» What you are asked to do
From the entries below, retype only the lines from the one with "box: [618, 359, 703, 425]" through the one with "rough mask: <svg", exactly as written.

» Records supplied
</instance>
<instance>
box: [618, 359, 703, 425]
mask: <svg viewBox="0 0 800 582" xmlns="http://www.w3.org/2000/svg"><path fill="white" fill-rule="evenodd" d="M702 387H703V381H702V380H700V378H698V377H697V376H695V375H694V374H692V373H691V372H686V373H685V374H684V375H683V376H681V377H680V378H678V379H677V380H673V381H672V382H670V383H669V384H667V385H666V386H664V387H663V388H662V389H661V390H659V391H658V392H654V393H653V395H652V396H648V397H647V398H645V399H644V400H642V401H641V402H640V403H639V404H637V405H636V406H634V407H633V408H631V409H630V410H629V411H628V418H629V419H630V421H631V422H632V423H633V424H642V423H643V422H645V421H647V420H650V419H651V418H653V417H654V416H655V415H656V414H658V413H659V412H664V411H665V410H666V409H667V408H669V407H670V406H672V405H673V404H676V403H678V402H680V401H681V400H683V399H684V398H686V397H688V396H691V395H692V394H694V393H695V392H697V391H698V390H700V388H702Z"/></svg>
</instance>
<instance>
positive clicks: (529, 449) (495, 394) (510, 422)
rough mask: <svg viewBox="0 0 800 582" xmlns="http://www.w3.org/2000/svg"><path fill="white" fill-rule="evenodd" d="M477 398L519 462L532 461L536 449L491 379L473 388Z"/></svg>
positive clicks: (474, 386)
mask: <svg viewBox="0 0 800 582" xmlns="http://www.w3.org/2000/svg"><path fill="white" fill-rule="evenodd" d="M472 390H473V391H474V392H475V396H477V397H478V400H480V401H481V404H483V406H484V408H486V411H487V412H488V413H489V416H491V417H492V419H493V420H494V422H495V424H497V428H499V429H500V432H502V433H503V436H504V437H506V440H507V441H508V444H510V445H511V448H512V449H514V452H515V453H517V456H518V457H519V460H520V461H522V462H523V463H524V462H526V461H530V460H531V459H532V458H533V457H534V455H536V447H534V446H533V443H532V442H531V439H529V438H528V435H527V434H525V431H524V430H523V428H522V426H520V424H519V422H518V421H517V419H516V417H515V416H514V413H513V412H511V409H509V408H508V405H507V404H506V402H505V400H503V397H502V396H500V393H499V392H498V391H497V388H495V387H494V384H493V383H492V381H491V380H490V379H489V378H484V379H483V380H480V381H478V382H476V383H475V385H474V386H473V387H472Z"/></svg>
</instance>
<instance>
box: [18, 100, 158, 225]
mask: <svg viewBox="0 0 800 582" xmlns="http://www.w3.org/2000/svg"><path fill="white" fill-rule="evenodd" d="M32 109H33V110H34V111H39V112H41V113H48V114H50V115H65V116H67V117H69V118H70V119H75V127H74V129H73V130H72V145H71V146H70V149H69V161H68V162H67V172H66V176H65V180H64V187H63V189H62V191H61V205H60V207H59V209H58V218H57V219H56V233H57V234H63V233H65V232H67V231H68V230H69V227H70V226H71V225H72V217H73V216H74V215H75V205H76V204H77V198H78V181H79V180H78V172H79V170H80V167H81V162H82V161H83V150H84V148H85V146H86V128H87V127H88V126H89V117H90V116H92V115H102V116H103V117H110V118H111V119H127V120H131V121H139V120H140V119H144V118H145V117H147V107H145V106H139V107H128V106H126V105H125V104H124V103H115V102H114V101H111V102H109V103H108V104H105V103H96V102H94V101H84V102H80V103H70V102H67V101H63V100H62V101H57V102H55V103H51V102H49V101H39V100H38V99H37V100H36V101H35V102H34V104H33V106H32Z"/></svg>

» Your solution
box: [618, 359, 703, 425]
mask: <svg viewBox="0 0 800 582" xmlns="http://www.w3.org/2000/svg"><path fill="white" fill-rule="evenodd" d="M702 387H703V381H702V380H700V378H698V377H697V376H695V375H694V374H692V373H691V372H686V373H685V374H684V375H683V376H681V377H680V378H678V379H677V380H673V381H672V382H670V383H669V384H667V385H666V386H664V387H663V388H662V389H661V390H659V391H658V392H654V393H653V395H652V396H648V397H647V398H645V399H644V400H642V401H641V402H640V403H639V404H637V405H636V406H634V407H633V408H631V409H630V410H629V411H628V418H629V419H630V421H631V422H632V423H633V424H642V423H643V422H645V421H647V420H650V419H651V418H653V417H654V416H655V415H656V414H658V413H659V412H664V411H665V410H666V409H667V408H669V407H670V406H672V405H673V404H676V403H678V402H680V401H681V400H683V399H684V398H686V397H688V396H691V395H692V394H694V393H695V392H697V391H698V390H700V388H702Z"/></svg>
</instance>
<instance>
positive clicks: (529, 449) (495, 394) (510, 422)
rough mask: <svg viewBox="0 0 800 582" xmlns="http://www.w3.org/2000/svg"><path fill="white" fill-rule="evenodd" d="M477 398L519 462L532 461L536 449L491 379L473 388Z"/></svg>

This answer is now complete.